● What is being asked
Proceed with the article on the TMX Group exchange outage, writing on from its final sentence.

● Source excerpt
:::

The outage on the TSX, TSX Venture, Alpha and derivatives-focused Montreal Exchange came after a spike in market activity, said TMX Group interim CEO John McKenzie Friday.
"The suspect is the extraordinary volumes that we saw yesterday in the marketplace."
The spike was especially pronounced in the messaging side of the system that relays the buy, sell, and cancel orders. Message volume had hit a one-day record of about 190 million messages by the time the system started failing at around 1:30 p.m.
"That level of volume, or it could be the mix of the volume, in terms of how it came in, caused a failure in the messaging appliance that we were working with," said McKenzie.
He said capacity shouldn't have been an issue, since they stress test the system up to closer to 300 million messages a day, and are still working to identify more specifically what went wrong.
In the meantime, the company had added extra capacity and McKenzie said the system was handling elevated volumes well on Friday.
The glitch Thursday had meant clients were unable to enter, modify or cancel open orders on its exchanges, leading TMX to halt trading a little before 2 p.m. and later clarifying it would remain closed for the day.
The last time TMX closed the TSX early was on April 27, 2018, due to internal technical issues, and the market was reopened the next trading day.

:::

Stored items

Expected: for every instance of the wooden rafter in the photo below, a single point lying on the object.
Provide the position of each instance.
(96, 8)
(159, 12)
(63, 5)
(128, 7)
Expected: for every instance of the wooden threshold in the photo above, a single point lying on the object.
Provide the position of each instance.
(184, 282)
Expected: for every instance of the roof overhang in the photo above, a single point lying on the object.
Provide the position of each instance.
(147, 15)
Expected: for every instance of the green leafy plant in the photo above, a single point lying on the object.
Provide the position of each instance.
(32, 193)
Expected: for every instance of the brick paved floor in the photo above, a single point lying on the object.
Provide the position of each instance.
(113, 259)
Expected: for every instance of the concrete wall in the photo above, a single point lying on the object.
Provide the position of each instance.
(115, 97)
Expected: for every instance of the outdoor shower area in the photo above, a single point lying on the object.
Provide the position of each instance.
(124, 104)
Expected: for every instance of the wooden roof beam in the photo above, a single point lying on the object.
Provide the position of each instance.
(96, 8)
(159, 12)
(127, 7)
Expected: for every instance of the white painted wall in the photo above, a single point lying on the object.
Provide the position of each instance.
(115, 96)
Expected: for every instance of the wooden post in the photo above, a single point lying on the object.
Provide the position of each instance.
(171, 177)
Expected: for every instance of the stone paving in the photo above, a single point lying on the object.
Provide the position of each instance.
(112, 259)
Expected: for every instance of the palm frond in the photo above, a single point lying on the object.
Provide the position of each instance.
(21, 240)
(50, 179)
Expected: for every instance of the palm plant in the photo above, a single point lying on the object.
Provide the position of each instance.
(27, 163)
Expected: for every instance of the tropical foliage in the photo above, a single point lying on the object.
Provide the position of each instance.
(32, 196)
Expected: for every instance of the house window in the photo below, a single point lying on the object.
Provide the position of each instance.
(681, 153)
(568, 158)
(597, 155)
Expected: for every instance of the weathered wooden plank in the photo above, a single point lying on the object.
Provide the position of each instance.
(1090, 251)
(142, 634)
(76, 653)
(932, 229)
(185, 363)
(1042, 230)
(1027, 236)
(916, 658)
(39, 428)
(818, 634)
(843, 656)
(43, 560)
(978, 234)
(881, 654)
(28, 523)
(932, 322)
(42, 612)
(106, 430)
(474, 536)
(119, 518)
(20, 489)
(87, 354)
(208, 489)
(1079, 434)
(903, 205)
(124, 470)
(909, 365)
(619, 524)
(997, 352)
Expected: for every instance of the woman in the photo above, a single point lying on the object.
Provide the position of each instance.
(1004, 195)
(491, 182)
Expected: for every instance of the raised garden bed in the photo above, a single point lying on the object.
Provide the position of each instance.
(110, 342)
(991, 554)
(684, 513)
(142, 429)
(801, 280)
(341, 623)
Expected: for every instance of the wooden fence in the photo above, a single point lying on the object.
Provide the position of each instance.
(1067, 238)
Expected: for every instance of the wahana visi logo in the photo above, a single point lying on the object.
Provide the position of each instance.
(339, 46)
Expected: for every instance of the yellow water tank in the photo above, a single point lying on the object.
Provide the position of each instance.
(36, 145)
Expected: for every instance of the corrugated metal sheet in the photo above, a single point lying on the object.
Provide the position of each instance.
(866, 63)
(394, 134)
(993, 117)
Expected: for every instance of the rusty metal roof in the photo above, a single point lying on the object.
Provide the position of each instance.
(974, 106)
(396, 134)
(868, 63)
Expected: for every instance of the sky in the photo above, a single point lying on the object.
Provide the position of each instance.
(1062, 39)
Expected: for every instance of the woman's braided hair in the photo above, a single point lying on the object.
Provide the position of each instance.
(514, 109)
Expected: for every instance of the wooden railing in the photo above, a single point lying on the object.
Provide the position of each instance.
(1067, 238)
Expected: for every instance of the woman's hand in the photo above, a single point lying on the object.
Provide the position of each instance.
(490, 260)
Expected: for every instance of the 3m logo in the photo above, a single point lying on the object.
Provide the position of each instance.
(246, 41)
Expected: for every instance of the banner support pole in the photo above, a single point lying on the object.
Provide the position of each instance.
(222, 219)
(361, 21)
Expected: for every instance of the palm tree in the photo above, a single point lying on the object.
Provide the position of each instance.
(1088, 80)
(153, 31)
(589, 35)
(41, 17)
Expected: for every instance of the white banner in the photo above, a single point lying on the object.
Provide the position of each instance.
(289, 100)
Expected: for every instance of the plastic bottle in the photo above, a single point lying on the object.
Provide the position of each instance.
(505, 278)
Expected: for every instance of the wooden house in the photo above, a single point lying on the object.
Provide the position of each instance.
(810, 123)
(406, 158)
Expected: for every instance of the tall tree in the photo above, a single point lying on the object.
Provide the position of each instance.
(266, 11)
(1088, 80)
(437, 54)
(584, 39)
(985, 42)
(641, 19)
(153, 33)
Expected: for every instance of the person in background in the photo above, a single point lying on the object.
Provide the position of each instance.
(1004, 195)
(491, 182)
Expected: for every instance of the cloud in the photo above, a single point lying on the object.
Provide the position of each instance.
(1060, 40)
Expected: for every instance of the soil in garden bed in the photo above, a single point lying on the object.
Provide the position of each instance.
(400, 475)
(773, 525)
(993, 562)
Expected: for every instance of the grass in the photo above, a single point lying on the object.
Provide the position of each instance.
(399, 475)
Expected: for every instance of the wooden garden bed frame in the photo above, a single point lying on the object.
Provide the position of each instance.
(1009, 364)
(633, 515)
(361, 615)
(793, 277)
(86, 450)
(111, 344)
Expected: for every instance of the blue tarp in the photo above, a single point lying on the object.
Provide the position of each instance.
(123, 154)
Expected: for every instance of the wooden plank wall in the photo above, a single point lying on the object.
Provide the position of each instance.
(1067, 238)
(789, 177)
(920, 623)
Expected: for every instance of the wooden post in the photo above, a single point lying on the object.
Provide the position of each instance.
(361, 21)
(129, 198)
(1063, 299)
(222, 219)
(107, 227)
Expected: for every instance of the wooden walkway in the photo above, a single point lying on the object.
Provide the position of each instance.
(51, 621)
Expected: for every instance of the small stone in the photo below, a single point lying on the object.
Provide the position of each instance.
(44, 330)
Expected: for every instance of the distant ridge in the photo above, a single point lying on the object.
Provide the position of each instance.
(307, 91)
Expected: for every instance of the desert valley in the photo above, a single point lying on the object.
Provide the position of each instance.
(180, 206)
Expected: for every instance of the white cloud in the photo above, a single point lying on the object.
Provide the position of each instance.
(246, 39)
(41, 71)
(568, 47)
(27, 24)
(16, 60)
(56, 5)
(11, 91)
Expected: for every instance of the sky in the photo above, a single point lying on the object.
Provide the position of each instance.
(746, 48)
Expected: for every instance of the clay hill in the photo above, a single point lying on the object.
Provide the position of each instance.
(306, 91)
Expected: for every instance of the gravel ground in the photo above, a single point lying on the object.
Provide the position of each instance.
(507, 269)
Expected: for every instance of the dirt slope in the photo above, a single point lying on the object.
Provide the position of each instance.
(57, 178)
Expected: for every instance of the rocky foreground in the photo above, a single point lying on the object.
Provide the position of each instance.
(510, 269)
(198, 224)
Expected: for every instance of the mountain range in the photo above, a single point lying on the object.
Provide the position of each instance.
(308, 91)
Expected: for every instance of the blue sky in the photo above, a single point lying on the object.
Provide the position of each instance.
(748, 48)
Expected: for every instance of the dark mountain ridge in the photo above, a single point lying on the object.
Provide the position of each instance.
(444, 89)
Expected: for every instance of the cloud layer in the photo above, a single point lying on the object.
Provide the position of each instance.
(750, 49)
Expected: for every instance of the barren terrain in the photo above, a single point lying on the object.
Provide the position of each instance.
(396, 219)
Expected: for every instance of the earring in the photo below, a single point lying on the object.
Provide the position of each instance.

:::

● Task response
The 2018 incident was caused by a hardware failure in a central storage appliance of the trading system, the company said.
TMX's CEO at the time Lou Eccleston said the company was committed to applying the lessons learned from this incident to help it prevent such issues from recurring in the future.
McKenzie, who stepped into the role after Eccleston stepped down suddenly in January, said TMX would work to regain trust.
"We start first thing today, and everyday forward to make sure we rebuild and regain that trust of the client base."
TMX is not the only exchange to be hit by outages.
The London Stock Exchange had technical software issue last August that delayed its opening by close to two hours and also had a delayed opening in June 2018, and before that during a session in 2011.
The New York Stock Exchange saw a four-hour outage during trading in 2015, though it returned to service shortly before closing.
The Nasdaq, meanwhile has been thwarted by rodents on at least two occasions. Both in 1987 and in 1994 trading on the exchange was knocked out after squirrels disrupted power supplies to exchange computers.